2017-12-07 Thread Alex Williamson
On Thu, 7 Dec 2017 12:56:55 +
Jean-Philippe Brucker  wrote:

> On 06/12/17 19:25, Jacob Pan wrote:
> [...]
> >>   For SMMUv3, the stall buffer may be shared between devices on some
> >>   implementations, in which case the guest could prevent other
> >> devices to stall by letting the buffer fill up.  
> >>   -> We might have to keep track of stalls in the host driver and set  
> >> a credit or timeout to each stall, if it comes to that.  
> >>   -> In addition, send a terminate-all-stalls command when changing  
> >> the device's domain.
> >>  
> > We have the same situation in VT-d with shared queue which in turn may
> > affect other guests. Letting host driver maintain record of pending page
> > request seems the best way to go. VT-d has a way to drain PRQ per PASID
> > and RID combination. I guess this is the same as your
> > "terminate-all-stalls" but with finer control? Or
> > "terminate-all-stalls" only applies to a given device.  
> 
> That command terminates all stalls for a given device (for all PASIDs).

● Given data
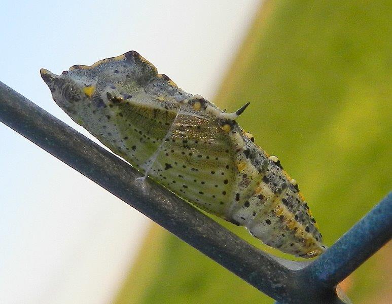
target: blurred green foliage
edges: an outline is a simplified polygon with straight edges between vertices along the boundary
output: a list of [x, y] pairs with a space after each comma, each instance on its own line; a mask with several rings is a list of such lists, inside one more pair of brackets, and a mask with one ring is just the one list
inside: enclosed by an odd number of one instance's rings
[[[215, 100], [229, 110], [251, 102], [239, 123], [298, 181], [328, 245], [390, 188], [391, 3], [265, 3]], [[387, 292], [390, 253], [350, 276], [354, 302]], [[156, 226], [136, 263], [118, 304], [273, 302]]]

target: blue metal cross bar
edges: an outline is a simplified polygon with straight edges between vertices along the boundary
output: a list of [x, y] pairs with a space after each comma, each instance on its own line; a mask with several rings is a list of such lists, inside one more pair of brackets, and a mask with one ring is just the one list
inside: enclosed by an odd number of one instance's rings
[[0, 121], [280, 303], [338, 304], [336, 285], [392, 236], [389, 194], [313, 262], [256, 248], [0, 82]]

...

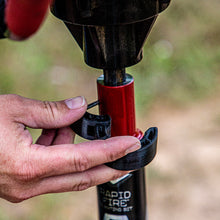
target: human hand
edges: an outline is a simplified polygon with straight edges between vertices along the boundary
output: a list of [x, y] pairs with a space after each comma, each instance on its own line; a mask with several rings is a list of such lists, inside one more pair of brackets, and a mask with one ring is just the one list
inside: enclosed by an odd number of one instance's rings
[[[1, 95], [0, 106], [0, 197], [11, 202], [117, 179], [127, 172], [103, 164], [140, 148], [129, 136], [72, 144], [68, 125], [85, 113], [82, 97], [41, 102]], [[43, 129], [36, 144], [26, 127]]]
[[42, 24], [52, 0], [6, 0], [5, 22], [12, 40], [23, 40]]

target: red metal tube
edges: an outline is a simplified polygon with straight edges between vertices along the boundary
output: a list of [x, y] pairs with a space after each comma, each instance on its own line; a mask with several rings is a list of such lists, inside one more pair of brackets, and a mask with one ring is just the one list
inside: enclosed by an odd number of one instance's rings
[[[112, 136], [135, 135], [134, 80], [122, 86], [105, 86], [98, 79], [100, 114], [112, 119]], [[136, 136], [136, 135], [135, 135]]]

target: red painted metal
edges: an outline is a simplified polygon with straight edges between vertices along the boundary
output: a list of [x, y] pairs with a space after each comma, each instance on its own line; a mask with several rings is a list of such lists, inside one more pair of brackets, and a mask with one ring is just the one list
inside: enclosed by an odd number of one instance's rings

● Goals
[1] In the rows, rewrite the stretch from the line containing "target: blurred green foliage" through the line containing "304], [273, 302]]]", replacing "straight edges" with "line segments" and changing nothing else.
[2] Continue the mailing-list exchange about stall and page request handling for SMMUv3 and VT-d from the point where it stops.
The rows have nothing to do with the text.

● Solved tasks
[1]
target: blurred green foliage
edges: an outline is a simplified polygon with line segments between vertices along the boundary
output: a list of [x, y] pairs with a space after each comma, each instance on its own line; a mask with several rings is a list of such lists, inside one more pair of brackets, and a mask with one ring is just the one list
inside: enclosed by an odd number of one instance's rings
[[[215, 100], [229, 110], [251, 102], [239, 123], [298, 181], [328, 245], [390, 188], [391, 3], [265, 3]], [[387, 292], [390, 253], [350, 276], [354, 302]], [[156, 226], [136, 263], [118, 304], [273, 302]]]

[2]
> It's a bit awkward to implement but should be enough to ensure that we
> don't leak any outstanding faults to the next VM.
> 
> > Seems we can implement a generic timeout/credit mechanism in IOMMU
> > driver with model specific action to drain/terminate. The timeout value
> > can also be model specific.  
> 
> Sounds good. Timeout seems a bit complicated to implement (and how do we
> guess what timeout would work?), so maybe it's simpler to enforce a quota
> of outstanding faults per VM, for example half of the shared queue size
> (the number can be chosen by the IOMMU driver). If a VM has that many
> outstanding faults, then any new fault is immediately terminated by the
> host. A bit rough but it might be enough to mitigate the problem
> initially, and we can always tweak it later (for instance disable faulting
> if a guest doesn't ever reply).
> 
> Seems like VFIO should enforce this quota, since the IOMMU layer doesn't
> know which device is assigned to which VM. If it's the IOMMU that enforces
> quotas per device and a VM has 15 devices assigned, then the guest can
> still DoS the IOMMU.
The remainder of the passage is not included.